**EXCERPT TO READ:**
· · · · ·
This post is hot on the heels of the last.  There is a lot going on in the numismatic world of SE Italy during the Hannibalic War.  I wish I had a copy of Marchetti’s Histoire économique et monétaire de la deuxième querre punique (1975) to hand.  I can’t let go my concerns about the CA series and its attribution to Canusium, especially when the Latin colony Venusia just 40km up the same river valley and on the Via Appia (the better road!) was Marcellus’ base of operations and thus hosting many soldiers in need of payment. So I thought I’d peak at the Venusian coins–I can’t type Venusian without smirking and thinking of hippy-dippy alien theorists–but in all seriousness I observe a couple of things:

  • The quincunx, teruncius, biunx, and sescuncia are all reported as being overstruck on other issues (HN Italy 720-723).
  • The coin above is signed by a quaestor with the initials CA.

No this isn’t  a smoking gun, but if I was a Roman general looking for a mint in the Aufidus region I think I’d pick a colony near a troop base on a main road, even if they were a little lazy about not recasting flans.

Burnett, and HN Italy following Burnett, read GA.Q, not CA.Q, but C/G are pretty much the same letter form in this period and most subsequent ones.  The letter forms are different from the CA on Roman coins and I can’t actually bring myself to say RRC 100 is actually close in ‘style’ to any of the Venusian specimens I’ve looked at.
· · · · ·
**RECORDS:**
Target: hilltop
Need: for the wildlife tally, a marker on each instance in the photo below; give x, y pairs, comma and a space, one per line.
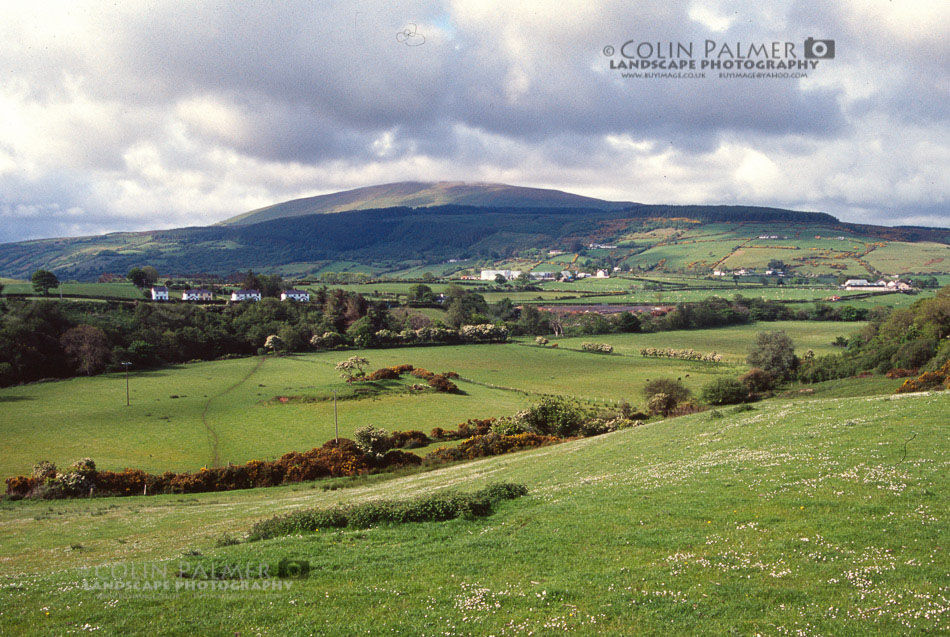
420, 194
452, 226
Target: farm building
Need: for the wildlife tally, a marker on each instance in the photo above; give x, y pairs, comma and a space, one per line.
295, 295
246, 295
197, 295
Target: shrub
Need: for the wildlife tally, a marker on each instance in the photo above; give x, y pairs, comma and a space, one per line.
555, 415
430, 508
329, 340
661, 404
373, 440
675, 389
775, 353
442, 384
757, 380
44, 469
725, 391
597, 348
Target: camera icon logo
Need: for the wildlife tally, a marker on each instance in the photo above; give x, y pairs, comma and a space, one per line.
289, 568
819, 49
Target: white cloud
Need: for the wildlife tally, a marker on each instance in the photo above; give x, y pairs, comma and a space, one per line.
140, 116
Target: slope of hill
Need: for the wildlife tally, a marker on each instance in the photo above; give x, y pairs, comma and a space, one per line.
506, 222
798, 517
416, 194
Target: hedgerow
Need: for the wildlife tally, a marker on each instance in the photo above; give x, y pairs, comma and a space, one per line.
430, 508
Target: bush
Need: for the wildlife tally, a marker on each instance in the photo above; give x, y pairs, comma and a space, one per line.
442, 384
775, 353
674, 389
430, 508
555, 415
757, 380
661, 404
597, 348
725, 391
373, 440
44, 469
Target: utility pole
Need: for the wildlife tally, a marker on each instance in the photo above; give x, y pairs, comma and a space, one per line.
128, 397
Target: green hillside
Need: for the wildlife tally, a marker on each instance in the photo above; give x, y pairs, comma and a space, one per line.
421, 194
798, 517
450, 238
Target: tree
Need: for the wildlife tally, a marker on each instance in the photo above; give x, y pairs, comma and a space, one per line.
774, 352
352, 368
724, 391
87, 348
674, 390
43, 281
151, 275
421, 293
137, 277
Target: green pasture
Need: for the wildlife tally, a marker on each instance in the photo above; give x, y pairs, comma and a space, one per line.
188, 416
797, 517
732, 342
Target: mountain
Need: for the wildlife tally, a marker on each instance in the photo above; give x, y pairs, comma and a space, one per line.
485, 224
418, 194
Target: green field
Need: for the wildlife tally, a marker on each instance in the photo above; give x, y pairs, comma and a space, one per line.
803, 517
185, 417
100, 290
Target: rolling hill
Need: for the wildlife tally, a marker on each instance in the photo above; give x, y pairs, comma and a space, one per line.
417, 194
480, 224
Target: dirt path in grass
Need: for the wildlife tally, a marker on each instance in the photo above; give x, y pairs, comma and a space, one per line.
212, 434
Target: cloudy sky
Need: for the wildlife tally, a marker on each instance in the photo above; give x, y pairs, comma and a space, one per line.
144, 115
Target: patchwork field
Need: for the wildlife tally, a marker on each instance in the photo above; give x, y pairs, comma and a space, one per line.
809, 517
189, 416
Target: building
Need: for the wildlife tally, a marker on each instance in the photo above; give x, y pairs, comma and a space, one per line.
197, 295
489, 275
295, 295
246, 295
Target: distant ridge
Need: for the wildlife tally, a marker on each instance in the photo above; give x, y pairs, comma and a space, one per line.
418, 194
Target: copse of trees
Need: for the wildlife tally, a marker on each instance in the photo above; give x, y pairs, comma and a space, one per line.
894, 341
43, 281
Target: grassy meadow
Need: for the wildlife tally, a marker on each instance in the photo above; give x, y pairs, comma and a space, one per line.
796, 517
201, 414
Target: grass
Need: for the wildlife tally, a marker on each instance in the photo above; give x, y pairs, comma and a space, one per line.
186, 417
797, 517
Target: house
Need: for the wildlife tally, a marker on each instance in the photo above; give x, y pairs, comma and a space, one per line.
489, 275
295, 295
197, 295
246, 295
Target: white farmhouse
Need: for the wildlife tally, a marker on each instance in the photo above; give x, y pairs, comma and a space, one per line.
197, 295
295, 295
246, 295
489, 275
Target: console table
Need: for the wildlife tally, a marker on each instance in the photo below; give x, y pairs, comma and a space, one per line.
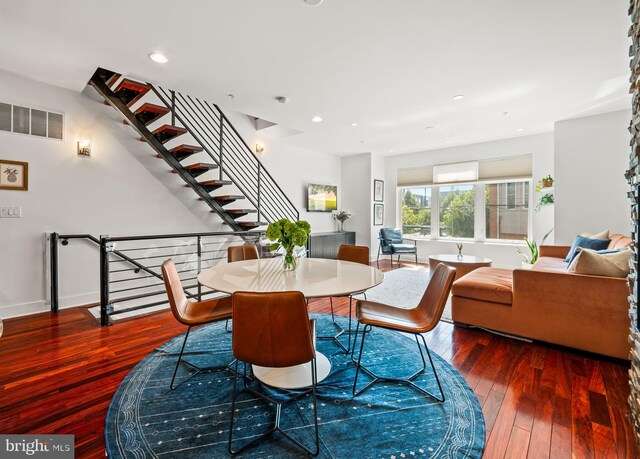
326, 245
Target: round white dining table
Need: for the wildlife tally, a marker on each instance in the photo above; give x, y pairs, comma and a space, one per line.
· · · · ·
Copy out the whole post about Venusian coins word for word. The records have no connection to the post about Venusian coins.

**WORKED SOLUTION:**
This post is hot on the heels of the last.  There is a lot going on in the numismatic world of SE Italy during the Hannibalic War.  I wish I had a copy of Marchetti’s Histoire économique et monétaire de la deuxième querre punique (1975) to hand.  I can’t let go my concerns about the CA series and its attribution to Canusium, especially when the Latin colony Venusia just 40km up the same river valley and on the Via Appia (the better road!) was Marcellus’ base of operations and thus hosting many soldiers in need of payment. So I thought I’d peak at the Venusian coins–I can’t type Venusian without smirking and thinking of hippy-dippy alien theorists–but in all seriousness I observe a couple of things:

  • The quincunx, teruncius, biunx, and sescuncia are all reported as being overstruck on other issues (HN Italy 720-723).
  • The coin above is signed by a quaestor with the initials CA.

No this isn’t  a smoking gun, but if I was a Roman general looking for a mint in the Aufidus region I think I’d pick a colony near a troop base on a main road, even if they were a little lazy about not recasting flans.

Burnett, and HN Italy following Burnett, read GA.Q, not CA.Q, but C/G are pretty much the same letter form in this period and most subsequent ones.  The letter forms are different from the CA on Roman coins and I can’t actually bring myself to say RRC 100 is actually close in ‘style’ to any of the Venusian specimens I’ve looked at.